*PROBLEM REQUIREMENTS*:
Count the lines in the listing below that contain the string "blue", treating case as significant, and give only the number.

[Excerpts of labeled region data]

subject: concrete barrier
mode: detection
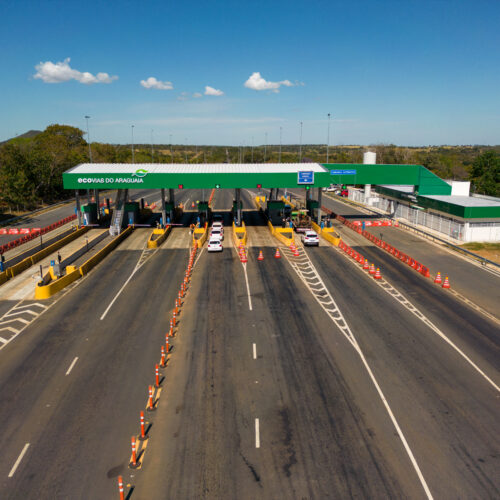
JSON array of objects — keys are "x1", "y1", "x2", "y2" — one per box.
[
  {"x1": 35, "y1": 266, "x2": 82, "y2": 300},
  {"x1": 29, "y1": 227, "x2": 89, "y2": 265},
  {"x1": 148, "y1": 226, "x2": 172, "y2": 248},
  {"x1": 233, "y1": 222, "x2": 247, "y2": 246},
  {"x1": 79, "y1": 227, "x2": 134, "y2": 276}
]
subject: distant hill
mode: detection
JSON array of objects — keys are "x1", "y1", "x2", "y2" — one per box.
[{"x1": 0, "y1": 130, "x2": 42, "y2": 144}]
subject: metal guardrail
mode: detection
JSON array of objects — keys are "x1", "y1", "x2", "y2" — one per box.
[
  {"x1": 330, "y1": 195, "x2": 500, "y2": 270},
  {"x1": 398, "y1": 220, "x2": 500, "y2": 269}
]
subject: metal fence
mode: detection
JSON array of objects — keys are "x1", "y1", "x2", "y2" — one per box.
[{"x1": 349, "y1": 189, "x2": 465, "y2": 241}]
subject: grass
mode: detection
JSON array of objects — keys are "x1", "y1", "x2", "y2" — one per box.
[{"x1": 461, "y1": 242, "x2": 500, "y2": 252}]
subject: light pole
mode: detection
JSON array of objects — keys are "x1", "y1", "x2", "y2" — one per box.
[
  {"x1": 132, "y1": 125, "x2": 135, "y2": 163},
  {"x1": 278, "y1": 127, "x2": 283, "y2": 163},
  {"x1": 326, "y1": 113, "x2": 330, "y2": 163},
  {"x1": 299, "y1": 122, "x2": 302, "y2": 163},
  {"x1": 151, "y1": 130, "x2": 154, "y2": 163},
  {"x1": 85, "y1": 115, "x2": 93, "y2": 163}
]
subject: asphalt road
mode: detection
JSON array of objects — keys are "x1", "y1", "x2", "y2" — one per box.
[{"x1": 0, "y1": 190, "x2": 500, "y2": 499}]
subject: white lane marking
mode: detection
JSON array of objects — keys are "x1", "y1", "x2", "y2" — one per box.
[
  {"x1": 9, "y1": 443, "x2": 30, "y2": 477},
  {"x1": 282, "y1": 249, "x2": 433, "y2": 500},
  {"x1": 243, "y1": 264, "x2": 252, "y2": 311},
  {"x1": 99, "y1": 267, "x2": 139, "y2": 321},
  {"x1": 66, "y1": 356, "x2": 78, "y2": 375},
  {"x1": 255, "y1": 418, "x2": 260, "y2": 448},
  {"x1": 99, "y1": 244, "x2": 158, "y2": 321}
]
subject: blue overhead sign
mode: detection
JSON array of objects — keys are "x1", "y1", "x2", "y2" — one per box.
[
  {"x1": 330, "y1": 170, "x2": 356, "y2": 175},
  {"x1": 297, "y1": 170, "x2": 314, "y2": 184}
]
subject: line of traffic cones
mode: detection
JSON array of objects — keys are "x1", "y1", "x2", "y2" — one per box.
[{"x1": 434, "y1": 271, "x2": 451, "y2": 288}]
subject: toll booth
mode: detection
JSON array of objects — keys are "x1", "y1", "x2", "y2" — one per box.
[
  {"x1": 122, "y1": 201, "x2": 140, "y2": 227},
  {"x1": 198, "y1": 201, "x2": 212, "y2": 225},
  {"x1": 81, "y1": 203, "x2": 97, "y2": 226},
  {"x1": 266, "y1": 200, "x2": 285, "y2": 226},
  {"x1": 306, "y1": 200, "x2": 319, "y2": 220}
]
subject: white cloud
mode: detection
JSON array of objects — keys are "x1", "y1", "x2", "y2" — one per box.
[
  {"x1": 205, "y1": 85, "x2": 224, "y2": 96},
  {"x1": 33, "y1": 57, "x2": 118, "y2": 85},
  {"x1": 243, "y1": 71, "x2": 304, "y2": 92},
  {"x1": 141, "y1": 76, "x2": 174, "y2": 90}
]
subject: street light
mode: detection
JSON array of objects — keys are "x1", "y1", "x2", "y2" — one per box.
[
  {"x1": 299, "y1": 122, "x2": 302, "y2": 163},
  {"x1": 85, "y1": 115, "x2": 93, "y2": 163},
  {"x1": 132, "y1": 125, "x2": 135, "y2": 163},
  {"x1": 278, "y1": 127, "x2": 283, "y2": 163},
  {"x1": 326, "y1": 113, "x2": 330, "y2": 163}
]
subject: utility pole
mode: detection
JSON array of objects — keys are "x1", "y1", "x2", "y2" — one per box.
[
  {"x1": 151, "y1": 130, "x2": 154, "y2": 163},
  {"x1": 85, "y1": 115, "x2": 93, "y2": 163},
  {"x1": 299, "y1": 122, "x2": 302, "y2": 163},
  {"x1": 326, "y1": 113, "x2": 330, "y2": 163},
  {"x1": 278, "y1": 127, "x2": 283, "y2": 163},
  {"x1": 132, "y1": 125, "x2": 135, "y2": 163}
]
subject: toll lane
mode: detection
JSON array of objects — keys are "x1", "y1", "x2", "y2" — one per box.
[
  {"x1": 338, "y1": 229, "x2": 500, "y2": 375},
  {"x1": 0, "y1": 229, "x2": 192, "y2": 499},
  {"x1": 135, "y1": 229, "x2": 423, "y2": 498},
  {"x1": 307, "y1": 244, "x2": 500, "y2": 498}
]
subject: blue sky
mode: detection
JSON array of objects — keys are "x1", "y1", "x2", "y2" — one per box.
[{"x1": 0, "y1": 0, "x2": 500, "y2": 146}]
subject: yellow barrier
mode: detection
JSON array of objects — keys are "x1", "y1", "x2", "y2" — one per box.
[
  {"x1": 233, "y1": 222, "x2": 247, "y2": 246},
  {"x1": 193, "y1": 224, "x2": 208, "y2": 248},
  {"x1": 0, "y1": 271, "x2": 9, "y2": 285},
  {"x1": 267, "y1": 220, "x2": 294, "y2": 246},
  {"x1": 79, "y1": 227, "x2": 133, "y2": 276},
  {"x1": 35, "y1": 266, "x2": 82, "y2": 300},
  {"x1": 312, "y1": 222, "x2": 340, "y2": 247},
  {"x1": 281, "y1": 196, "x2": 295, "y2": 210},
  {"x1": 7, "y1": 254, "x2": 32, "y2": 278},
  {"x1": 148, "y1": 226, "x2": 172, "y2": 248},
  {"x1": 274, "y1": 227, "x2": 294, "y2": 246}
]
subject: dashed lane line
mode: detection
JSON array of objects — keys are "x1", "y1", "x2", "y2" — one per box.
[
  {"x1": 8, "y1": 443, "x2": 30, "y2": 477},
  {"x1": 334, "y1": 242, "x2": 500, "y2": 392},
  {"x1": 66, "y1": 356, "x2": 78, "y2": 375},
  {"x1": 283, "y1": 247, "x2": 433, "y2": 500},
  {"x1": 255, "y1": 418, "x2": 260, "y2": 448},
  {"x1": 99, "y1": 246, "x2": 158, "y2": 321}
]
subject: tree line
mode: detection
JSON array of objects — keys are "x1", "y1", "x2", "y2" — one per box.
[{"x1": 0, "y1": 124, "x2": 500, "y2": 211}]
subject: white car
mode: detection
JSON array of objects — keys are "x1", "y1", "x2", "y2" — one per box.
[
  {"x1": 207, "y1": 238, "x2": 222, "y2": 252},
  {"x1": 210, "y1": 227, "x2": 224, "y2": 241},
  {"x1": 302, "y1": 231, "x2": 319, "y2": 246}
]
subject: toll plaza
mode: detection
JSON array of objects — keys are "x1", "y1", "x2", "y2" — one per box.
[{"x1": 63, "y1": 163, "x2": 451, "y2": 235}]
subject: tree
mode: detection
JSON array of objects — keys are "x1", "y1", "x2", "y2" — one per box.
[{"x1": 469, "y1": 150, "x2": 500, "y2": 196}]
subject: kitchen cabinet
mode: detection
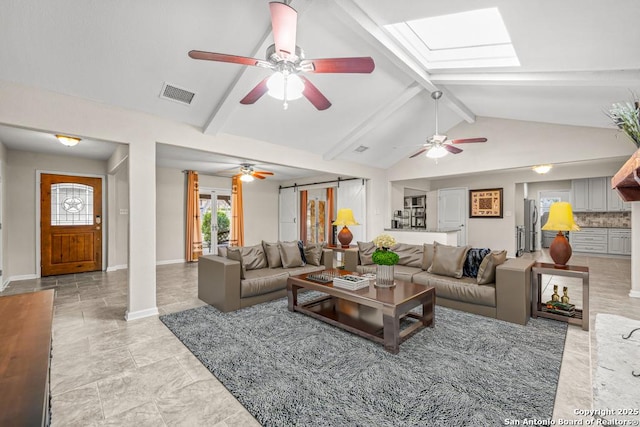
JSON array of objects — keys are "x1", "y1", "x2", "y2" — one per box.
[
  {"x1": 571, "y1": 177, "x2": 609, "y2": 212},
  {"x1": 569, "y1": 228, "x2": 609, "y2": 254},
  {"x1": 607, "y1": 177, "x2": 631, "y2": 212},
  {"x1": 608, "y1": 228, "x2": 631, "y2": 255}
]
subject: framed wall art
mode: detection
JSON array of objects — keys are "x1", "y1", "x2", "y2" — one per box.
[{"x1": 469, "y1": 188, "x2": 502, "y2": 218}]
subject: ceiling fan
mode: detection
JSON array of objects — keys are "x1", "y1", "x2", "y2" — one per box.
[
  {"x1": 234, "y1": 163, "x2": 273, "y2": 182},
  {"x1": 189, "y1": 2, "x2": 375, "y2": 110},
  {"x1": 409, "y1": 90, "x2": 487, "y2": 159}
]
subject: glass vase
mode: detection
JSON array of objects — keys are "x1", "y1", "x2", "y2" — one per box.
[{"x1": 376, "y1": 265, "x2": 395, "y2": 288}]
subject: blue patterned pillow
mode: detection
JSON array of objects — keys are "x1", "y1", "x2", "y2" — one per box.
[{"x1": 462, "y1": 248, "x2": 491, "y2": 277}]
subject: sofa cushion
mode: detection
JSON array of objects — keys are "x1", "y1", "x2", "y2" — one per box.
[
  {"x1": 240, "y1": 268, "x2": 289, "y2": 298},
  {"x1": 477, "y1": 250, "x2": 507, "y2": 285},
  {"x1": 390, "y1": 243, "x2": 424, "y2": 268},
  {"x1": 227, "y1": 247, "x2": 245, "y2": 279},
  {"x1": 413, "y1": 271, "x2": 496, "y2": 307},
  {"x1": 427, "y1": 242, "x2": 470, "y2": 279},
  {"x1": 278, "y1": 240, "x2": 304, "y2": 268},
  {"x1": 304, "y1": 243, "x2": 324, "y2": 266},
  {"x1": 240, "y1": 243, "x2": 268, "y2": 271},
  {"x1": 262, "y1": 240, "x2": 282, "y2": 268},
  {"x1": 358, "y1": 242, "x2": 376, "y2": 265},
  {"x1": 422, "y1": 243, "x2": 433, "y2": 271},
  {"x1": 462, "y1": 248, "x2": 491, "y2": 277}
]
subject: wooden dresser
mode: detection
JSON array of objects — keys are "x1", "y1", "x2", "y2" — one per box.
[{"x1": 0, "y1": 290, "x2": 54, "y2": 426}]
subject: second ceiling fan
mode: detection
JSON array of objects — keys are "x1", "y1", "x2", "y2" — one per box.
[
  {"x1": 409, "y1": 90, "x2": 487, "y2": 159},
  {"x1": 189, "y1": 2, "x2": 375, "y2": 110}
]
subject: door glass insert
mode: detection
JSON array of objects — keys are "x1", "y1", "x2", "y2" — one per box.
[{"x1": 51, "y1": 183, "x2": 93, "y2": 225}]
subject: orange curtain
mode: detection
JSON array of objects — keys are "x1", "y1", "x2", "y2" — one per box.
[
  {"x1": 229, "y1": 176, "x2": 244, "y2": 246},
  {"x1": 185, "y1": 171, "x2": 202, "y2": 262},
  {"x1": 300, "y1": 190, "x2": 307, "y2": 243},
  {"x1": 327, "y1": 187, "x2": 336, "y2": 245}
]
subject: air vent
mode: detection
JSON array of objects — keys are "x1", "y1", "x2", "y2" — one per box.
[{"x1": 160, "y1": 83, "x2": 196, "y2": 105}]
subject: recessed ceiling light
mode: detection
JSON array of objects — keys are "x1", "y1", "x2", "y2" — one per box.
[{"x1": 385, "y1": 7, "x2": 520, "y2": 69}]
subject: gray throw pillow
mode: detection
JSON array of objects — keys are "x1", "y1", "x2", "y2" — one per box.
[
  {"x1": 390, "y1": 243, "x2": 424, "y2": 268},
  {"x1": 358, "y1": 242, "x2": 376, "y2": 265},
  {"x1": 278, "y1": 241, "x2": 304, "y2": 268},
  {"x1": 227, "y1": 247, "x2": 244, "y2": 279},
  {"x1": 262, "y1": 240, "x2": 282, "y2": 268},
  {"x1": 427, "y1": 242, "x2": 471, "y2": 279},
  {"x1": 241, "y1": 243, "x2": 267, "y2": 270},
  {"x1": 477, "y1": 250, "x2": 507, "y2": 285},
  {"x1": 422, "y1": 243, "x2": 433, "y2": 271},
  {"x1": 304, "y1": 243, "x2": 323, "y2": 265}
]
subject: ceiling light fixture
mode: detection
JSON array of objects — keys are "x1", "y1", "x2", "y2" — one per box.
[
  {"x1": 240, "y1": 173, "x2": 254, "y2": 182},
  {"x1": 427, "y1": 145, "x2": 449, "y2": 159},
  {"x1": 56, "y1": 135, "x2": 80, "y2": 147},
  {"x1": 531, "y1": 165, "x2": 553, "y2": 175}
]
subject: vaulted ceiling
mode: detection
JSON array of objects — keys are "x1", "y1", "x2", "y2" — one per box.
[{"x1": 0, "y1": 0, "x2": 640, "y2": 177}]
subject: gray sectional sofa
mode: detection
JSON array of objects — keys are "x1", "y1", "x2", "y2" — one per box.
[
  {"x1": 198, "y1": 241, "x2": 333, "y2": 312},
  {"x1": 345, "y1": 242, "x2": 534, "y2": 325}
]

*THE OUTPUT*:
3